* **EXERCISE REQUIREMENTS**
How many lines of the material below contain the word "yellow", counting only matches with the same capitalization? Reply with the number alone.

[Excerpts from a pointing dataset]
=======

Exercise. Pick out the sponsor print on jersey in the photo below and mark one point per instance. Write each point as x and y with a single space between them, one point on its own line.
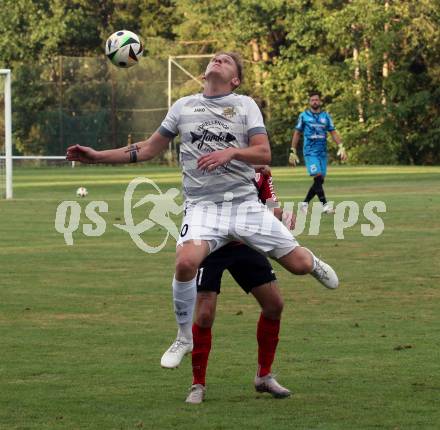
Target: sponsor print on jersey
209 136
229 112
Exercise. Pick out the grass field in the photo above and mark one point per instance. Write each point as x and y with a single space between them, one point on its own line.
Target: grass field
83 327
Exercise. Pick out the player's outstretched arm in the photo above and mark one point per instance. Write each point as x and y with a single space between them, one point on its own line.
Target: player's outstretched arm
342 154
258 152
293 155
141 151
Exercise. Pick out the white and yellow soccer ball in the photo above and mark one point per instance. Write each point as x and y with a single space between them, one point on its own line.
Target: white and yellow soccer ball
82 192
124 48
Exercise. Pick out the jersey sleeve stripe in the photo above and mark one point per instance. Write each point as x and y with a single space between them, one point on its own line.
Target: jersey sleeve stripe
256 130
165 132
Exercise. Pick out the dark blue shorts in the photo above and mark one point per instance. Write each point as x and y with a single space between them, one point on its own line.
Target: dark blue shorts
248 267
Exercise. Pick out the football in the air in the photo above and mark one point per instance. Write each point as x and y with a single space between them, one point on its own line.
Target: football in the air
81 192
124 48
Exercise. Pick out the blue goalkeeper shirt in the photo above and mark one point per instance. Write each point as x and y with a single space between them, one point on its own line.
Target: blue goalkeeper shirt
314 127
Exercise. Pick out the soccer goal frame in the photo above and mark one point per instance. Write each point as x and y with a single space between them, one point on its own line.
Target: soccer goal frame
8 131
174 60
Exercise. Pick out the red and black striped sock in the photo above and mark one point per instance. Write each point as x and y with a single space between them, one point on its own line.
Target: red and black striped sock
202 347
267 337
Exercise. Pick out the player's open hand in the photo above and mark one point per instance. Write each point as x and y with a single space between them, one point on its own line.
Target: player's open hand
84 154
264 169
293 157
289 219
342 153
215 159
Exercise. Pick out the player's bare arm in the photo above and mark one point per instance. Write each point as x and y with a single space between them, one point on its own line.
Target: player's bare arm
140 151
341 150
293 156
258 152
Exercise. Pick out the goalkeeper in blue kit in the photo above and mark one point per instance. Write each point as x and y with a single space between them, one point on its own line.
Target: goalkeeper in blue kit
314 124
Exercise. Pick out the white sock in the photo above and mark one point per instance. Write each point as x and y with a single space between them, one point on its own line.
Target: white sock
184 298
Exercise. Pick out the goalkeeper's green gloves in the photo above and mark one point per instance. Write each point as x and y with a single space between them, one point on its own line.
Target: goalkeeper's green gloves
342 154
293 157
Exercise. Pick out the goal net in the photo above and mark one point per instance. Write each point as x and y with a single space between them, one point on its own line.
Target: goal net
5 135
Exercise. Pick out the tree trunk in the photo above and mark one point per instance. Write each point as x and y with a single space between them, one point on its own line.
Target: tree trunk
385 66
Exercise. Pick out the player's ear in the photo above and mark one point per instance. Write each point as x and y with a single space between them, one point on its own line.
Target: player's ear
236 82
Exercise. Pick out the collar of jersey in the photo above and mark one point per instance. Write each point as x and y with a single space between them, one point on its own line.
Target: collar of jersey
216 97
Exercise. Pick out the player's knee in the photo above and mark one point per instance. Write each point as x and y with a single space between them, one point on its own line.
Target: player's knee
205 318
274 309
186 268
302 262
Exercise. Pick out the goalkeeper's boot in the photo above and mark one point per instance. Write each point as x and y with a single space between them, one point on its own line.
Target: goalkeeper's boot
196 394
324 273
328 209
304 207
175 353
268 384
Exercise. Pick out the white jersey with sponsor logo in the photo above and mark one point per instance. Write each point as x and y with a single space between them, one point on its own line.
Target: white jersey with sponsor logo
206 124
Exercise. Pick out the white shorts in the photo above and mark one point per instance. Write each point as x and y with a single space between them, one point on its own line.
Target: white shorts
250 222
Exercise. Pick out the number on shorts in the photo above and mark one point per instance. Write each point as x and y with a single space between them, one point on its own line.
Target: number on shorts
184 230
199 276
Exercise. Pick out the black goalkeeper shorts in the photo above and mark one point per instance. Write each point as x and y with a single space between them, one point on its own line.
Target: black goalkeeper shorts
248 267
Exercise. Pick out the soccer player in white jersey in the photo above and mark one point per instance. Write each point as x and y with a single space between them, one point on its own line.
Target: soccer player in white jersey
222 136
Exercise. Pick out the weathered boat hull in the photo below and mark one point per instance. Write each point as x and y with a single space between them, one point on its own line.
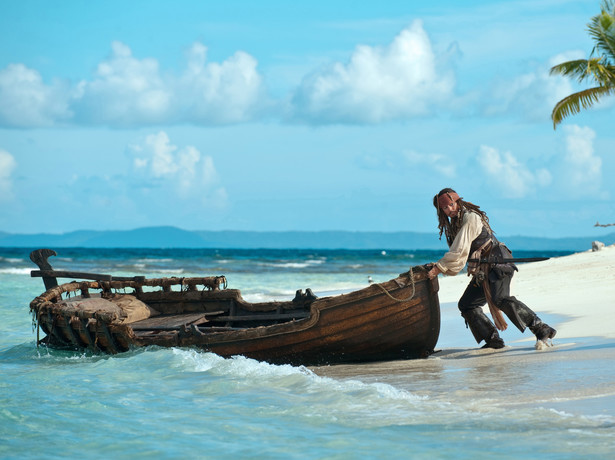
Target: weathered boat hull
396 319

=======

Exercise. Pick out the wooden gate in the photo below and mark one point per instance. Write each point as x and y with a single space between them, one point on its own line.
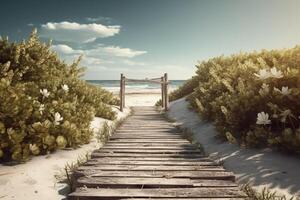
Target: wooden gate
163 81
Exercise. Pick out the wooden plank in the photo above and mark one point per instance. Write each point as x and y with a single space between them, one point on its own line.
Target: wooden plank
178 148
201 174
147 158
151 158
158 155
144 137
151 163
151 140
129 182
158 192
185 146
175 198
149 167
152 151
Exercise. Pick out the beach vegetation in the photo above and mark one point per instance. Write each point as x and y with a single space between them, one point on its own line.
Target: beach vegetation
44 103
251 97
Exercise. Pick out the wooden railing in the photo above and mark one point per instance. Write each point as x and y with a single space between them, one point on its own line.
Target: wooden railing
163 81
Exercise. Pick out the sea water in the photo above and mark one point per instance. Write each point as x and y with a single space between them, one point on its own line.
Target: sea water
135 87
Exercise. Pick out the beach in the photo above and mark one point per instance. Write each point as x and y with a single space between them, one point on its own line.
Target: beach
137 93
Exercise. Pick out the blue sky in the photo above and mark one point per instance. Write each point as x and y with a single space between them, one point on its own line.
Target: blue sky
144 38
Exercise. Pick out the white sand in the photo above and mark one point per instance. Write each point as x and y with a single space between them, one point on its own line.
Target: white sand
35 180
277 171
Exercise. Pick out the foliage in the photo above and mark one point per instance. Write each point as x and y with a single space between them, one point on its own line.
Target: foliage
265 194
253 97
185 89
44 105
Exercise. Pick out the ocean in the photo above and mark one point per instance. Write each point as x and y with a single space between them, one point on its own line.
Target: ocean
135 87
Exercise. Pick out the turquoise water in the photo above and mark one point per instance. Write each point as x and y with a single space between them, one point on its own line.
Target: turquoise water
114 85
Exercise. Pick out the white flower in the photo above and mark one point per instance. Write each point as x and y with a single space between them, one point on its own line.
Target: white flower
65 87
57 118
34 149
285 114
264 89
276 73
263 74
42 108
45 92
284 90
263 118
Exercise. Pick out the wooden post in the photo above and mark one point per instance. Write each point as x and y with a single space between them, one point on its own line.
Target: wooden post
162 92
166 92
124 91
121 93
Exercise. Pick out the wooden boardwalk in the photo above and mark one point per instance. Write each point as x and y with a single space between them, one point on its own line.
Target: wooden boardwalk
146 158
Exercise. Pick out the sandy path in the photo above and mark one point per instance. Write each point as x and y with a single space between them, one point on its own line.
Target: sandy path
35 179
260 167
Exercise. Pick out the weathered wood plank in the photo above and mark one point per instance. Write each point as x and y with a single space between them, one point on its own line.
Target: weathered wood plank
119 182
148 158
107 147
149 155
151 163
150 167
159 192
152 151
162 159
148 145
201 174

=======

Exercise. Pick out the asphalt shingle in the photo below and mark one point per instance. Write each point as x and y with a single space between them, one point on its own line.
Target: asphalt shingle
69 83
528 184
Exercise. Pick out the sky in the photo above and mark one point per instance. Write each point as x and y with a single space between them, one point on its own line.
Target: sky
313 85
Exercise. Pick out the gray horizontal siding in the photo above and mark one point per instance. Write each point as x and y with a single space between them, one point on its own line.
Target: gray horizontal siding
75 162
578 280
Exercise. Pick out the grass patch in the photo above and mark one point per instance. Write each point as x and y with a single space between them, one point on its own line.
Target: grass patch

=======

* **TASK RESPONSE**
2